→ ENTRIES SUPPLIED:
-=-=-

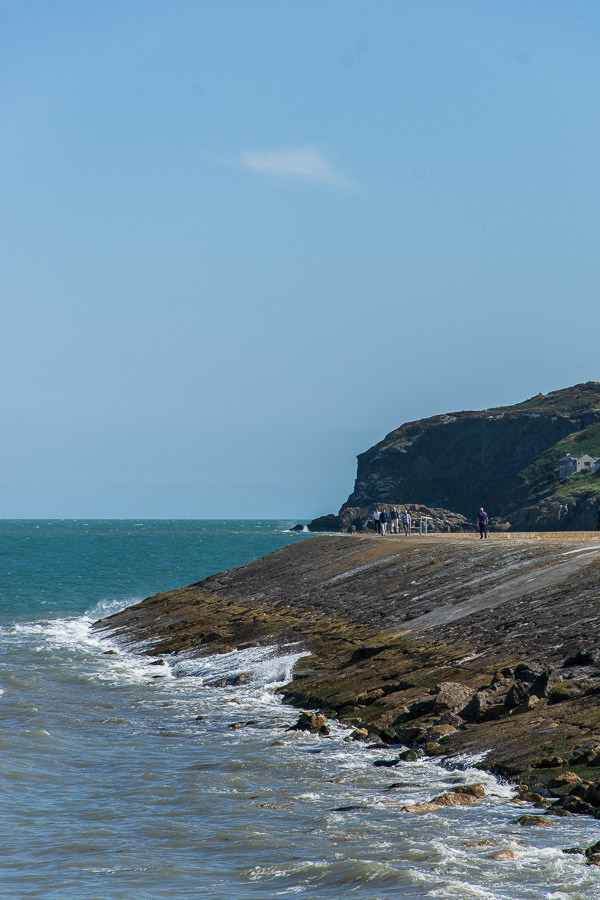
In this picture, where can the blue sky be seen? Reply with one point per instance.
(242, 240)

-=-=-

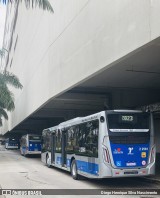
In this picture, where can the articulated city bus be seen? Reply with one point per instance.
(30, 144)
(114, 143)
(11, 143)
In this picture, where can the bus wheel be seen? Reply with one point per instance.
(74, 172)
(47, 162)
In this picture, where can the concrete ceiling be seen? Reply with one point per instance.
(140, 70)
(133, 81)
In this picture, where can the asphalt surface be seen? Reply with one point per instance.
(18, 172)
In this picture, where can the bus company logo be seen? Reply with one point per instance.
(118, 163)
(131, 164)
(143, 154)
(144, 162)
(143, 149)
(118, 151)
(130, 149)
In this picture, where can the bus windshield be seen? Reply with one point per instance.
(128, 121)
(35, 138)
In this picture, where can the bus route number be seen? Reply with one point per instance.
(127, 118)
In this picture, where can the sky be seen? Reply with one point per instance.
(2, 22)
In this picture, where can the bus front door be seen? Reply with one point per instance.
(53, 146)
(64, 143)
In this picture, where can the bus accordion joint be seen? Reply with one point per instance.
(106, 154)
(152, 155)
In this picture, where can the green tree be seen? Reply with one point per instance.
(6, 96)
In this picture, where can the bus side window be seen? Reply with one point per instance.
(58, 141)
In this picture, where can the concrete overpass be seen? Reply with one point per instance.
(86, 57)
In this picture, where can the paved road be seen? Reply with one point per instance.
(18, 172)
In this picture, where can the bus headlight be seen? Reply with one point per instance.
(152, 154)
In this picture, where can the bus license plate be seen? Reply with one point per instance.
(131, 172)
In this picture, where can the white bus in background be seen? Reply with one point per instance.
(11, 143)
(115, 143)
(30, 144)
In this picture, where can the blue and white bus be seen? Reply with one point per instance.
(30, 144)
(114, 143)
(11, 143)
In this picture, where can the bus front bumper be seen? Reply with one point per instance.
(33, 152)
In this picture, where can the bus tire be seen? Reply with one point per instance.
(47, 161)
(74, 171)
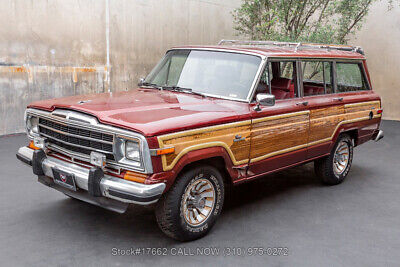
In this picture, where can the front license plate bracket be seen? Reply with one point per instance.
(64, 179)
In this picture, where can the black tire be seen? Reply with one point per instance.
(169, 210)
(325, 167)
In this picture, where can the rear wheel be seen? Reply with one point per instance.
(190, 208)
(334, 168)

-=-=-

→ PROBLEM DESCRIPTION: Pull out every line in the rows above that contains the word "front", and copy each one as it appears.

→ FULL SOLUTION:
In this picture, where can the bus front door be seen? Reply with one point per instance.
In this picture, where can the bus front bumper be seen? Reply with one point per instance.
In this picture, where can the front license plate bracket be seen? Reply with one point per instance.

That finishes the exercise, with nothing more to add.